PROBLEM: Write out all of the entries below word for word, line by line, and leave the pictures out.
----------------------------------------
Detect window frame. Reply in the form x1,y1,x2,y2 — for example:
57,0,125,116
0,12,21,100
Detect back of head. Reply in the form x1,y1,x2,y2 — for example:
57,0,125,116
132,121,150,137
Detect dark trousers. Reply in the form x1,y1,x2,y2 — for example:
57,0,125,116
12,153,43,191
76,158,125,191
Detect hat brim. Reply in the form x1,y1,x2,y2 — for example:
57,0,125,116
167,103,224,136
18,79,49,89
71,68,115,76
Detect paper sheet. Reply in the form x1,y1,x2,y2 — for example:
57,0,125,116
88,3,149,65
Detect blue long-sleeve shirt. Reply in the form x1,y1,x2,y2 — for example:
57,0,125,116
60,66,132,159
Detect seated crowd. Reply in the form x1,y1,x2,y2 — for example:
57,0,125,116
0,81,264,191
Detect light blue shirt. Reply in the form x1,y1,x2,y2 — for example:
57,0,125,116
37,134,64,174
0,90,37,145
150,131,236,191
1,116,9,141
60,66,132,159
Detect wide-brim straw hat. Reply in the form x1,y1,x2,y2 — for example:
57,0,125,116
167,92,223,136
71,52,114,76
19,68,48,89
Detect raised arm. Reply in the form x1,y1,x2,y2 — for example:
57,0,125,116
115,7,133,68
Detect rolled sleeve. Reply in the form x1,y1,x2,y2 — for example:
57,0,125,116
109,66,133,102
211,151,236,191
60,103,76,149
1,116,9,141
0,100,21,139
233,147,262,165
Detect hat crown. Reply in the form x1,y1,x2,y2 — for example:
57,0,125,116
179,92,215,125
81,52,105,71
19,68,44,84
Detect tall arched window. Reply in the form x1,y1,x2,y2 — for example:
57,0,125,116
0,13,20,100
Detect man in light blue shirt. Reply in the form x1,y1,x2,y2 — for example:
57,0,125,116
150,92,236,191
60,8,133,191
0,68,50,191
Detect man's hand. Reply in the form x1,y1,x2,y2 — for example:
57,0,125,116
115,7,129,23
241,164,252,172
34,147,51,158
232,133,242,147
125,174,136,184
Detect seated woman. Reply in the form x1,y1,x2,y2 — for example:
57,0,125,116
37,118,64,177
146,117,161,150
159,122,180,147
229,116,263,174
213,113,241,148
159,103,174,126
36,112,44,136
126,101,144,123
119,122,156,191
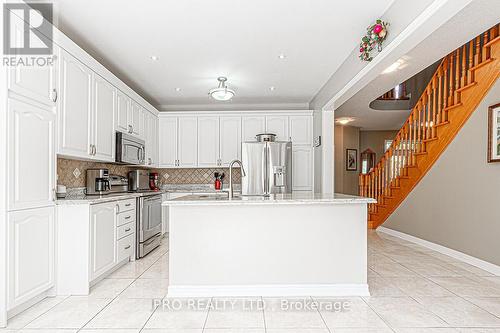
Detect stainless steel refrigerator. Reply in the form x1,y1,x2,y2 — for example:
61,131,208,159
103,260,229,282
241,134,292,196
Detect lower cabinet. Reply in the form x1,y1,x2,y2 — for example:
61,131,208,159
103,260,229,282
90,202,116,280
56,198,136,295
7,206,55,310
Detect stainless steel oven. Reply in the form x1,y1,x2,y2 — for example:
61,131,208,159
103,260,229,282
----------------------------------------
REPLY TO THE TASK:
Detect window frame. Reply in the form x1,y1,x2,y2 — for example:
57,0,125,116
0,12,21,100
Detect back of head. Reply in the form x1,y1,x2,y2 — for example:
57,0,125,116
132,121,150,137
Detect dark trousers. Reply in the form x1,y1,x2,y2 — for example:
57,0,125,116
12,153,43,191
76,158,125,191
Detect hat brim. Reply in the form x1,y1,x2,y2 — for example:
57,0,125,116
167,103,224,136
18,79,49,89
71,68,115,76
Detect paper sheet. Reply in the form x1,y1,x2,y2 — for example:
57,0,125,116
88,3,149,65
Detect blue long-sleeve shirt. Reply in the form x1,y1,x2,y2 — for example:
57,0,125,116
60,66,132,159
Detect seated crowd. Reply in the form x1,y1,x2,y2 — for example:
57,0,125,116
0,81,264,191
Detect light blue shirt. Reply in the form x1,y1,x2,y2 — for example:
57,0,125,116
37,134,64,174
0,90,37,145
150,131,236,191
1,116,9,141
60,66,132,159
Detect wide-brim straw hat. Reply in the form x1,y1,x2,y2 — for example:
57,0,125,116
167,92,223,136
71,52,114,76
19,68,48,89
Detect raised arm. Reply in the form x1,y1,x2,y2 — for example:
57,0,125,116
115,7,133,68
Detect rolled sleeve. Reply in the form x1,y1,x2,y2 — for example:
57,0,125,116
109,66,133,102
211,151,236,191
60,103,76,149
1,116,9,141
0,100,21,139
233,147,262,165
Detect hat crown. Reply in the form x1,y1,x2,y2 — for example:
57,0,125,116
179,92,215,125
81,52,105,71
19,68,44,84
Detect tall arched window. Reply in the form x1,y1,x2,y2 — for example:
57,0,125,116
0,13,20,100
Detect man in light blue shirt. Reply in the form x1,y1,x2,y2 — for example:
57,0,125,116
150,92,236,191
60,8,133,191
0,68,50,191
Detect man's hand. Reply in the form x1,y1,x2,y2 — for example:
57,0,125,116
115,7,129,23
241,164,252,172
34,147,51,158
232,133,242,147
125,174,136,184
Detect seated woman. Reply in the form x1,y1,x2,y2 — for example:
57,0,125,116
37,118,64,177
146,117,161,150
159,122,180,147
229,116,263,174
213,113,241,148
159,103,174,126
36,112,44,136
126,101,144,123
119,122,156,191
Detect stainless steel refrigerator. Reply in the form x1,y1,x2,y2 — for example:
61,131,208,159
103,260,229,282
241,134,292,196
Detect lower cabinet. Reply in the form x1,y1,x2,y2 — for example:
61,131,208,159
103,260,229,282
90,202,116,280
56,198,136,295
7,206,55,310
Detect stainless steel oven. Reply in the form x1,y1,x2,y2 — for example:
61,131,208,159
103,260,229,282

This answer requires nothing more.